Auszüge aus beschrifteten Bereichsdaten
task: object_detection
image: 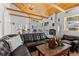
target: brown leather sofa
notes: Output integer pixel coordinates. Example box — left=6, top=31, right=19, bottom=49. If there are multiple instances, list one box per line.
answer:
left=0, top=34, right=31, bottom=56
left=21, top=33, right=49, bottom=52
left=62, top=35, right=79, bottom=51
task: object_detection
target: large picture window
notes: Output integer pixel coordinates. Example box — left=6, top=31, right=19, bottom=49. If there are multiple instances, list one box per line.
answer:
left=64, top=16, right=79, bottom=31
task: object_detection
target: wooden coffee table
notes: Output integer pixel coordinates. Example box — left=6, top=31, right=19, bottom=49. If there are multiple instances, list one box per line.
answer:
left=36, top=44, right=71, bottom=56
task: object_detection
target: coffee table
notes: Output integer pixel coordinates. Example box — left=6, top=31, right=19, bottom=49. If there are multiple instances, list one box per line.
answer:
left=36, top=44, right=71, bottom=56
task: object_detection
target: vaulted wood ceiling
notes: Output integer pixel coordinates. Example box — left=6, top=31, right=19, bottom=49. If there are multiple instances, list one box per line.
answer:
left=8, top=3, right=79, bottom=18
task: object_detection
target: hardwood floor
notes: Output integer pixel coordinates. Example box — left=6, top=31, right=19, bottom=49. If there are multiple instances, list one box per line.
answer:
left=32, top=51, right=79, bottom=56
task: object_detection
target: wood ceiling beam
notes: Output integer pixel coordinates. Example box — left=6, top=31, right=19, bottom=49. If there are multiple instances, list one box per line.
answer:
left=52, top=4, right=66, bottom=13
left=10, top=14, right=42, bottom=20
left=6, top=8, right=48, bottom=18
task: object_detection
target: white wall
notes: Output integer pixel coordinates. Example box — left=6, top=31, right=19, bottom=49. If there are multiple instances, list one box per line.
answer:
left=57, top=7, right=79, bottom=36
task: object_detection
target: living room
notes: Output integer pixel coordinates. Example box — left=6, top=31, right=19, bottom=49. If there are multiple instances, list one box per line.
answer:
left=0, top=3, right=79, bottom=56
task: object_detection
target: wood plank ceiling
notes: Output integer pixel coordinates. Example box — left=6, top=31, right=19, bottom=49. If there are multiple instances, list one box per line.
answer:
left=8, top=3, right=79, bottom=18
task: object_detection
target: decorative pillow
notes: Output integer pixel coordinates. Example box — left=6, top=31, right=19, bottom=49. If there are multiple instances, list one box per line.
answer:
left=0, top=40, right=11, bottom=56
left=7, top=35, right=23, bottom=52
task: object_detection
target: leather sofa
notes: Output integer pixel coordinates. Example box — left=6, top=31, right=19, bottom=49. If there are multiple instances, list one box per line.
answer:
left=62, top=35, right=79, bottom=52
left=21, top=33, right=49, bottom=52
left=0, top=34, right=31, bottom=56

# Deine Aufgabe
Welche Zeilen im Material oben enthalten das Wort „leather“? Entnimm jede dieser Zeilen unverändert.

# Ergebnis der Aufgabe
target: brown leather sofa
target: leather sofa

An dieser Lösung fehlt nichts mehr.